━━ SUPPLIED TEXT

Bishop THOMAS 2019 Pastoral Greeting for the Annunciation of the Most Holy Theotokos
Annunciation of the Most Holy Theotokos
March 25, 2019
Beloved in Christ,
I greet you with special joy on this feast – the advent of our salvation, our freedom from imprisonment (Psalm 141), and the dawning of the Good News.
Archangel Gabriel greets the Most Holy Theotokos, “Rejoice Mary, full of grace, the Lord is with you. Blessed are you among women.” (Luke 1:28-29) According to Saint Gregory Palamas, the Most Holy Theotokos was already full of grace before the day of the annunciation. Living in the holy of holies in the Temple, she had reached that same place spiritually. She had achieved deification through her hidden ascetic life.
According to Metropolitan Hierotheos Vlachos, “She had used a special method for knowing God and communing with Him, as Saint Gregory Palamas interprets in a wonderful and inspired way: it is hesychia, the hesychatic way. The Panagia understood that one can reach not by logic, sensation, imagination, and human fame, but through one’s ‘nous’, which is sometimes called the eye of the heart.” (The Twelve Feasts of the Lord, p.25)
This is vitally important for contemporary seekers of God who are told that there are many paths that lead to God. Yet, Holy Scripture and the testimony of the holy fathers tell us that there is only one way – the road taken by the Most Holy Theotokos.

━━━━

TASKS TO COMPLETE »
#1 Answer these questions from the pastoral greeting, one line each:
(a) What date does it carry?
(b) Which psalm does it cite in connection with freedom from imprisonment?
(c) Who is quoted about the special method for knowing God, and in which book?
#2 Reproduce the pastoral greeting word for word from "Bishop THOMAS 2019" up to and including "hidden ascetic life.".
#3 For each statement, say whether the pastoral greeting supports it, answering yes or no and quoting the words from the greeting that decide it:
(a) According to Saint Gregory Palamas, the Most Holy Theotokos became full of grace only on the day of the annunciation.
(b) The greeting holds that there is only one way to God.
(c) The Most Holy Theotokos achieved deification through public preaching.

━━ DATASET EXTRACT

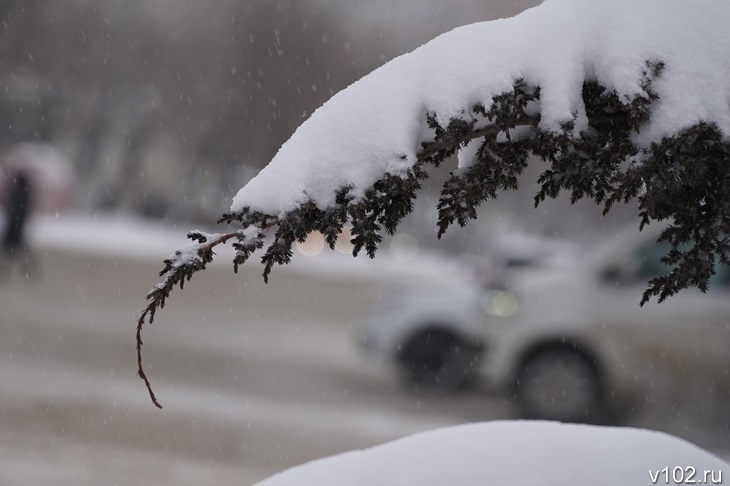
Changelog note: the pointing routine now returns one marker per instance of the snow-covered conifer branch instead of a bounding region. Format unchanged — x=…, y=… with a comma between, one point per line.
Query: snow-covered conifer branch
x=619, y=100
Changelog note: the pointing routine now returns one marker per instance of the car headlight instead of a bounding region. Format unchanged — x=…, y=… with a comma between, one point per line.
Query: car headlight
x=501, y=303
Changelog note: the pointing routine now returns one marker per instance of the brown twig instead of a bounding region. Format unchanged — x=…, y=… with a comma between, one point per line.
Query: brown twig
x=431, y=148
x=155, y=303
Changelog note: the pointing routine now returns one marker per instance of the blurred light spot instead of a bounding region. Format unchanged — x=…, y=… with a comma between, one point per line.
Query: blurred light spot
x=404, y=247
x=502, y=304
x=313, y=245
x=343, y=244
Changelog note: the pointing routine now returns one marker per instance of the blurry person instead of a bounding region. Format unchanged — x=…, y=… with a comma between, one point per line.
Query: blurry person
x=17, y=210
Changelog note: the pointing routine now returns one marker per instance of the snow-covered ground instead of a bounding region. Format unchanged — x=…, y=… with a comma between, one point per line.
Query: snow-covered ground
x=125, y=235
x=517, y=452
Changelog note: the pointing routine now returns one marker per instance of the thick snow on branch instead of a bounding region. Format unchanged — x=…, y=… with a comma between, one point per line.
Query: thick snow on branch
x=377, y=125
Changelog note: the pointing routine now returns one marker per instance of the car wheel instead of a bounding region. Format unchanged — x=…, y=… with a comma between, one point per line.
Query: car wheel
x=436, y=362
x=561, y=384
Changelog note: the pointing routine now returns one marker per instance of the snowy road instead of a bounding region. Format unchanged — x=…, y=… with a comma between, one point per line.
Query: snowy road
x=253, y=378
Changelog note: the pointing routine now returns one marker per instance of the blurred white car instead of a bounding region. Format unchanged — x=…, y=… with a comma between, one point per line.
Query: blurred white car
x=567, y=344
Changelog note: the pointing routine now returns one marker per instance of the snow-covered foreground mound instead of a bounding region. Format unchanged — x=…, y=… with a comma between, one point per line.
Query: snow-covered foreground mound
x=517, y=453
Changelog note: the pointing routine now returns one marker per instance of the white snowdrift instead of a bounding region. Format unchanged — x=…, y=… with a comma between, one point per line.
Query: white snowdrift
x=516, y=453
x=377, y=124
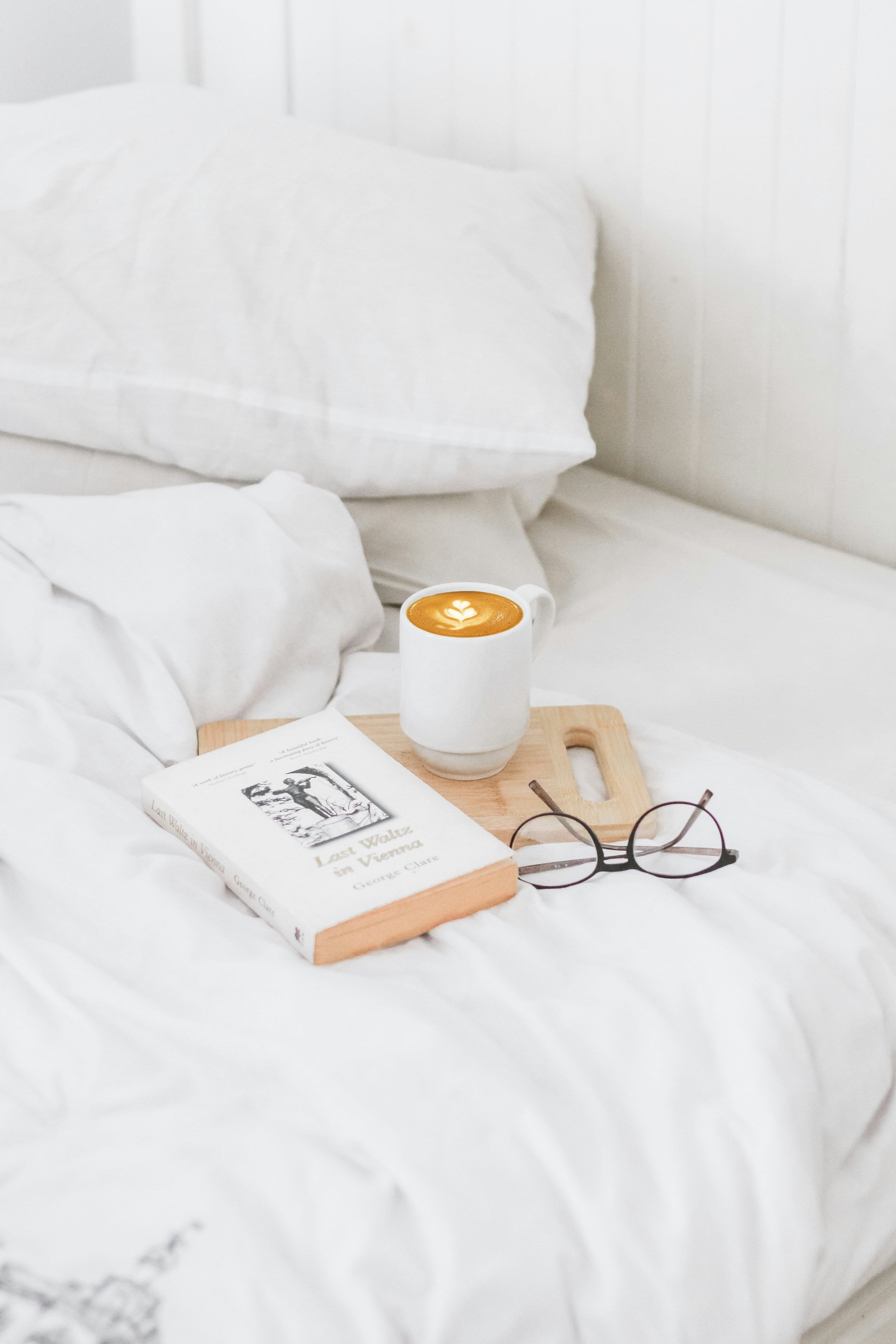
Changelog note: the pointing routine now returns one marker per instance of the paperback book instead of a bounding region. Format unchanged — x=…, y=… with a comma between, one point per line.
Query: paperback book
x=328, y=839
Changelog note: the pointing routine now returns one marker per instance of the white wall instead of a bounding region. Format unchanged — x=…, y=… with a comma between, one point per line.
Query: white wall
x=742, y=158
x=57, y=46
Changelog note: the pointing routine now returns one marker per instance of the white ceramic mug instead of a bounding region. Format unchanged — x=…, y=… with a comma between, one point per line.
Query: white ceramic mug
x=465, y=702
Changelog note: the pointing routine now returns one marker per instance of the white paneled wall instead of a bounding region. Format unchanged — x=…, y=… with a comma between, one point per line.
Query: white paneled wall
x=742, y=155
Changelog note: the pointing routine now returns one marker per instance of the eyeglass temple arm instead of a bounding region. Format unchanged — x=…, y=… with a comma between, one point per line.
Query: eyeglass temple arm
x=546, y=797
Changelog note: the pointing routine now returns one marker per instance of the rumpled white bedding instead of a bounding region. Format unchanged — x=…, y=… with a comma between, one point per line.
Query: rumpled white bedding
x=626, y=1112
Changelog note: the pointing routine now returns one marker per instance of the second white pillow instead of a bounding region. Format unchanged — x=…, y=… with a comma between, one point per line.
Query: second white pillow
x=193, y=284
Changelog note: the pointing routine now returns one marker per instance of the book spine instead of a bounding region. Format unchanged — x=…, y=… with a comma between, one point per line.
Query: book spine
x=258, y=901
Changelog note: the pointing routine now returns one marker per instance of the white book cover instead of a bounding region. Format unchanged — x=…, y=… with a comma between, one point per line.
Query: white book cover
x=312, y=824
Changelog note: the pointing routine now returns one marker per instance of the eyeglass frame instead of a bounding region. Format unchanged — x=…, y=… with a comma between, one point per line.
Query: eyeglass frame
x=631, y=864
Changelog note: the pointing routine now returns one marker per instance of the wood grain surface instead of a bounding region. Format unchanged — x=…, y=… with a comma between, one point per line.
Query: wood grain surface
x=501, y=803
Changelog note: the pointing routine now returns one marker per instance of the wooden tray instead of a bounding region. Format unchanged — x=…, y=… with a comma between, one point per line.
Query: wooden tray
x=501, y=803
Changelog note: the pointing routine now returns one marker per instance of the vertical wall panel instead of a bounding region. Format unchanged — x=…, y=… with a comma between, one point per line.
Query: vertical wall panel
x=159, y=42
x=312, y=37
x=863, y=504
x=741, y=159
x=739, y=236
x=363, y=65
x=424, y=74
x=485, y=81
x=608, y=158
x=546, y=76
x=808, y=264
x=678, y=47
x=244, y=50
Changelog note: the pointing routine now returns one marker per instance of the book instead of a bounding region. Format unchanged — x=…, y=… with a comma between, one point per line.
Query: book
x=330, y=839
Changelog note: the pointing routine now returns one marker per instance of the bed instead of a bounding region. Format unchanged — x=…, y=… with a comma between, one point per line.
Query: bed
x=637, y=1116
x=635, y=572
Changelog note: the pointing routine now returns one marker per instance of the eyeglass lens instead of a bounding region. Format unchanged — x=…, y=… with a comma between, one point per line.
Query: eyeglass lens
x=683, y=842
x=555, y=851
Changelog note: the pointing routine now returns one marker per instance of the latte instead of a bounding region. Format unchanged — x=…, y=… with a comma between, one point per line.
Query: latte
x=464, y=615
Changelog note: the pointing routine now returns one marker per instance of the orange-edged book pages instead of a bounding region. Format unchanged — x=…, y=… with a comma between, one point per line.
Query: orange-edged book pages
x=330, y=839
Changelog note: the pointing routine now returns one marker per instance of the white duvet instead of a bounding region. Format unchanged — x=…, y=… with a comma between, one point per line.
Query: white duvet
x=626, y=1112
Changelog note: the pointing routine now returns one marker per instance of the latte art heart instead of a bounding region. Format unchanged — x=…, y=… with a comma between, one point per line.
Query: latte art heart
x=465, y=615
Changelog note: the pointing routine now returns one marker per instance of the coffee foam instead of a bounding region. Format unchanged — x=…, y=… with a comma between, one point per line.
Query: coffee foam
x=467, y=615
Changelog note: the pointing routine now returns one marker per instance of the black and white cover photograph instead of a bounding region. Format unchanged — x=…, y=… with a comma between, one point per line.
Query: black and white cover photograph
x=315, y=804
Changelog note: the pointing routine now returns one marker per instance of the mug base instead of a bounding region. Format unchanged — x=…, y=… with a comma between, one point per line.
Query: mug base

━━━━

SOLUTIONS TO THE EXERCISE »
#1
(a) March 25, 2019
(b) Psalm 141
(c) Metropolitan Hierotheos Vlachos, in The Twelve Feasts of the Lord

#2
Bishop THOMAS 2019 Pastoral Greeting for the Annunciation of the Most Holy Theotokos
Annunciation of the Most Holy Theotokos
March 25, 2019
Beloved in Christ,
I greet you with special joy on this feast – the advent of our salvation, our freedom from imprisonment (Psalm 141), and the dawning of the Good News.
Archangel Gabriel greets the Most Holy Theotokos, “Rejoice Mary, full of grace, the Lord is with you. Blessed are you among women.” (Luke 1:28-29) According to Saint Gregory Palamas, the Most Holy Theotokos was already full of grace before the day of the annunciation. Living in the holy of holies in the Temple, she had reached that same place spiritually. She had achieved deification through her hidden ascetic life.

#3
(a) No: "the Most Holy Theotokos was already full of grace before the day of the annunciation."
(b) Yes: "there is only one way – the road taken by the Most Holy Theotokos."
(c) No: "She had achieved deification through her hidden ascetic life."